Python tips

Python branching tricks

Multiple predicates short-cut.

>>> n = 10
>>> 1 < n < 20
True

For-else construct useful when searched for something and find it.

# For example assume that I need to search through a list and process each item until a flag item is found and 
# then stop processing. If the flag item is missing then an exception needs to be raised.

for i in mylist:
    if i == theflag:
        break
    process(i)
else:
    raise ValueError("List argument missing terminal flag.")

Trenary operator.

>>> "Python ROCK" if True else " I AM GRUMPY"
"Python ROCK"

Try-catch-else construct.

try:
  foo() 
except Exception: 
  print("Exception occured")
else:
  print("Exception didnt occur")
finally:
  print("Always gets here")

While-else construct.

i = 5

while i > 1:
    print("Whil-ing away!")
    i -= 1
    if i == 3:
        break
else:
    print("Finished up!")

Python Iterables tricks

Creating a sequence of numbers (zero to ten with skips).

>>> range(0,10,2)
[0, 2, 4, 6, 8]         

Summing a sequence of numbers (calculating the sum of zero to ten with skips).

>>> l = range(0,10,2)
>>> sum(l)
20

Checking whether any element in the sequence is Truthful (checking whether any elements between zero and ten with skips are even).

>>> any(a % 2==0 for a in range(0,10,2))
True

Checking whether all elements in the sequence are Truthful (checking whether all elements between zero and ten with skips are even).


>>> all(a % 2==0 for a in range(0,10,2))
True

Cumulative summing a sequence of numbers (calculating the cumulative sum of zero to ten with skips).

-- Stored data --
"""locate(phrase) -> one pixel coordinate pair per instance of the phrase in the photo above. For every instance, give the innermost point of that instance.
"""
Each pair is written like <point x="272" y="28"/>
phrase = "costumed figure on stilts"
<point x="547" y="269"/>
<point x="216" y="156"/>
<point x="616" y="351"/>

-- Given exercise 1 --
Rewrite the rows of Block 1 as a numbered list, leaving out any blank lines.
-- Given exercise 2 --
Write the next part of the Python tips page, picking up after its final sentence.
The Python tips page and the rows have no connection to each other.

-- Exercise response 1 --
1. """locate(phrase) -> one pixel coordinate pair per instance of the phrase in the photo above. For every instance, give the innermost point of that instance.
2. """
3. Each pair is written like <point x="272" y="28"/>
4. phrase = "costumed figure on stilts"
5. <point x="547" y="269"/>
6. <point x="216" y="156"/>
7. <point x="616" y="351"/>

-- Exercise response 2 --
>>> import numpy as np
>>> res = list(np.cumsum(range(0,10,2)))
>>> res
[ 0,  2,  6, 12, 20]

Given each iterable we construct a tuple by adding an index.

>>> a = ['Hello', 'world', '!']
>>> list(enumerate(a))
[(0, 'Hello'), (1, 'world'), (2, '!')]

Concatenating iterable to a single string.

>>> a = ["python","really", "rocks"]
>>> " ".join(a)
'python really rocks'

Combining two iterable of tuples or pivot nested iterables.

# Combining two iterables
>>> a = [1, 2, 3]
>>> b = ['a', 'b', 'c']
>>> z = zip(a, b)
>>> z
[(1, 'a'), (2, 'b'), (3, 'c')]

# Pivoting list of tuples
>>> zip(*z)
[(1, 2, 3), ('a', 'b', 'c')]

Getting min/max from iterable (with/without specific function).

# Getting maximum from iterable
>>> a = [1, 2, -3]
>>> max(a)
2

# Getting maximum from iterable
>>> min(a)
1

# Bot min/max has key value to allow to get maximum by appliing function
>>> max(a,key=abs)
3

Getting sorted iterable (can sort by “compare” function).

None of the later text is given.